# [PASSAGE SHOWN]
══════════

Whether or not a recipient qualifies to see a given piece of data depends on whether they are able to show that they fulfill certain conditions. These conditions are chosen in advance by the owner of that data, and often involve buying, receiving and holding a special-purpose NFT. Here are some real examples:
(1) A graphic novelist wants to sell her work as a digital product, and include some bonus pages for those who pay a little more. She paywalls access to the main novel using NFT-A, and the bonus material with NFT-B. Those who buy the NFT-A are able to see the main part of the novel, and those who buy and hold both NFTs A & B are able to view the entire thing. Actually, anyone can download the novel in encrypted form, but without one of the two NFTs it can't be decrypted and is therefore useless.
(2) A game developer wants to include a special map in their latest version for players who downloaded the original game in 2021, as a thanks for those who helped support the game studio in its early days. They encrypt the map build file and link it to two conditions; (i) that the player holds an NFT in their wallet that they would have received when they originally purchased the game, and (ii) that the player held this NFT before January 1st 2022. In this case, just holding the NFT is not enough to access the special map.
In both these cases, the person (or device) trying to see the private data (the graphic novel and the game map) has to show to the Threshold network that they are supposed to have access. More specifically, they have to contact a group of Threshold nodes running CBD software, and prove to them that they hold the correct NFTs (and satisfy any other specified conditions, like having held them for a certain time).
If a sufficient number of nodes are happy that the requesting person/device qualifies to see the data, they will send them some key fragments. These fragments can be put together by the requestor on their device, which produces a decrypting key. This decrypting key can be used to decrypt the original private data.
Scheme A: Threshold Decryption
Under the hood, CBD involves splitting a joint secret – a decryption key – into multiples shares and distributing those among authorized and collateralized node operators (stakers in the Threshold network). A minimum number – a threshold – of those operators holding the key shares must be online and actively participate in partial decryptions. These are subsequently combined on the requester's client to reconstruct the original plaintext data.
Scheme B: Distributed Key Generation
Conditionality
A range of access condition types can be defined by the data owner. For example:
- EVM-based
e.g. Does the requester own a given NFT? - RPC-driven
e.g. Does the requester have at least X amount of a given token in their wallet? - Time-based
e.g. Has a predefined period elapsed, after which requests will be ignored?
These conditions are also composable and can be combined in any logical sequence or decision tree.
Conditions are 'attached' on a per-ciphertext basis. In other words, each and every payload, message or bit can be access-restricted by a unique set of specified conditions. In most situations, condition sets will be automatically reused until the end-user proactively configures them – for example, in order to remove an address from continuing to access the messages in a group chat.

══════════

# [DATA SHOWN]
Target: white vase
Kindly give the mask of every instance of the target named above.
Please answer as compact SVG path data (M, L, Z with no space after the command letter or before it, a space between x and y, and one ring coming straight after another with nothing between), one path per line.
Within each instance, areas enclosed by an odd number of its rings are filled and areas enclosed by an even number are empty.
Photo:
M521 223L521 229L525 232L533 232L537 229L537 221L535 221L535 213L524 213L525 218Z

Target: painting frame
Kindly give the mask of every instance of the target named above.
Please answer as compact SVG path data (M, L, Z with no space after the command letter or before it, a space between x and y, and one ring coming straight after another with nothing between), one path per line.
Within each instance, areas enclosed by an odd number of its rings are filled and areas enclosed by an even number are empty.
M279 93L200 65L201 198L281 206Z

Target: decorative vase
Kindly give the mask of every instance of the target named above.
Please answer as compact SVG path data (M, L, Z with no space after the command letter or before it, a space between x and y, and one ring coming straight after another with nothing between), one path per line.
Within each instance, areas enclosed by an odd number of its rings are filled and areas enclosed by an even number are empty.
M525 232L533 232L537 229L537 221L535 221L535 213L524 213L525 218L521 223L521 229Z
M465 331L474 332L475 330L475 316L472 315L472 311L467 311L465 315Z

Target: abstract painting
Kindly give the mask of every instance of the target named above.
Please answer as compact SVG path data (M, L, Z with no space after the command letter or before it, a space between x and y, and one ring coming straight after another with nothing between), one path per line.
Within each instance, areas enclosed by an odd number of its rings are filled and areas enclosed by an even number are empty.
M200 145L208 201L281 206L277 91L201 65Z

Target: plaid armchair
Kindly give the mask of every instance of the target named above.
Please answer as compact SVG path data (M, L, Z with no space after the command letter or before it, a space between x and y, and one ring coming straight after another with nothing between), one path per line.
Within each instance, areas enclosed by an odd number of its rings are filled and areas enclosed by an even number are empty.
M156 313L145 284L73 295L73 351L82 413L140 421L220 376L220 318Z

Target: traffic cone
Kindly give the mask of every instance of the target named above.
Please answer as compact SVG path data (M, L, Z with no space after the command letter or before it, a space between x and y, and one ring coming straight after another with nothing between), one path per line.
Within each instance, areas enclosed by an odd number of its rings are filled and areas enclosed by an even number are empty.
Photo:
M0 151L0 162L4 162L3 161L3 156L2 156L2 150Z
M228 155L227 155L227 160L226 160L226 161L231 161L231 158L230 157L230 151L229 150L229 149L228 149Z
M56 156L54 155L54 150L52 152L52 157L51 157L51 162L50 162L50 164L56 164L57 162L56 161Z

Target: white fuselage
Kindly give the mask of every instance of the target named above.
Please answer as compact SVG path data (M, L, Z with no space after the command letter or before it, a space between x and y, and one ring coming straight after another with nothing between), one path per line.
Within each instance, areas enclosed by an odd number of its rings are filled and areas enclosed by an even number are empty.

══════════

# [REQUIRED ACTIONS]
A - Answer these about the passage on condition-based decryption, one line each:
(i) What does the graphic novelist restrict with NFT-B?
(ii) Before what date must the player have held the NFT to get the special map?
(iii) Where are the partial decryptions combined to reconstruct the original plaintext data?
B - Please quote the passage on condition-based decryption, starting with "In both these" and going on through "a certain time).".
C - Name every access condition type that the passage on condition-based decryption gives as an example.
This material has no connection to the passage on condition-based decryption.

# [OUTPUTS IN ORDER]
A -
(i) The bonus material
(ii) January 1st 2022
(iii) On the requester's client

B -
In both these cases, the person (or device) trying to see the private data (the graphic novel and the game map) has to show to the Threshold network that they are supposed to have access. More specifically, they have to contact a group of Threshold nodes running CBD software, and prove to them that they hold the correct NFTs (and satisfy any other specified conditions, like having held them for a certain time).

C -
EVM-based
RPC-driven
Time-based